--- Problem to work on ---
Count the lines in the records below that contain the word "puppy". Reply with that number alone.
** start Rows **
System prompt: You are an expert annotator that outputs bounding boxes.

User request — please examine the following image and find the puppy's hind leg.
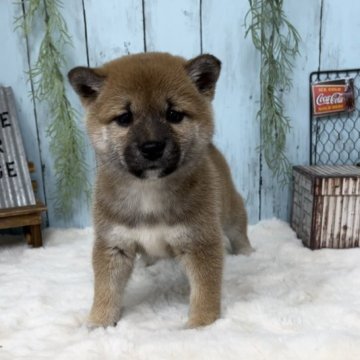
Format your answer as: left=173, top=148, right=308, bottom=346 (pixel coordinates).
left=223, top=196, right=254, bottom=255
left=224, top=224, right=254, bottom=255
left=88, top=241, right=135, bottom=328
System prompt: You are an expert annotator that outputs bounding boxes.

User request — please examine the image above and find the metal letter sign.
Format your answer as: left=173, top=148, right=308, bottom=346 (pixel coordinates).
left=0, top=87, right=36, bottom=209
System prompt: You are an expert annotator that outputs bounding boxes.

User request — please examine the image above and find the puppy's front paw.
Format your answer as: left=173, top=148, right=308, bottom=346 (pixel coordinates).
left=85, top=320, right=117, bottom=331
left=186, top=313, right=219, bottom=329
left=86, top=313, right=118, bottom=330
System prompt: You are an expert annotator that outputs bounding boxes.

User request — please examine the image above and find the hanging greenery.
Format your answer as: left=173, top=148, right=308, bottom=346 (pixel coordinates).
left=245, top=0, right=300, bottom=183
left=15, top=0, right=89, bottom=216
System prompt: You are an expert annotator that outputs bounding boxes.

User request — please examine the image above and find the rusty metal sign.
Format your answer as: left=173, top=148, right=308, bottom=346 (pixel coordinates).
left=311, top=79, right=355, bottom=116
left=0, top=87, right=36, bottom=209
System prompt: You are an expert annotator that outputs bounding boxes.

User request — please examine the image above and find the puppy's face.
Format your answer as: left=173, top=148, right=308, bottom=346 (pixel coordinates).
left=69, top=53, right=220, bottom=178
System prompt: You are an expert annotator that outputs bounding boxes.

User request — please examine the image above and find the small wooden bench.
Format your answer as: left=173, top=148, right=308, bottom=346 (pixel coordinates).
left=0, top=202, right=47, bottom=247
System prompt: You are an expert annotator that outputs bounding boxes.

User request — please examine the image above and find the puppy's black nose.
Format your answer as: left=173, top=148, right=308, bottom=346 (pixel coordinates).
left=139, top=141, right=166, bottom=161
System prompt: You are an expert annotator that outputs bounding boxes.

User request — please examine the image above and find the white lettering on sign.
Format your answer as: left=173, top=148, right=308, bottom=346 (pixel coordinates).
left=0, top=111, right=17, bottom=180
left=316, top=93, right=344, bottom=105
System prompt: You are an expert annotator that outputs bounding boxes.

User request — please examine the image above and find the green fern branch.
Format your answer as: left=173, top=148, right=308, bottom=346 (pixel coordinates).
left=245, top=0, right=300, bottom=183
left=15, top=0, right=89, bottom=217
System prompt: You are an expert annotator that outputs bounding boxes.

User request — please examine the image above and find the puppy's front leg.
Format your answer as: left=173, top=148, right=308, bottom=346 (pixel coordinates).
left=88, top=239, right=135, bottom=327
left=182, top=236, right=224, bottom=328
** end Rows **
--- Correct answer ---
5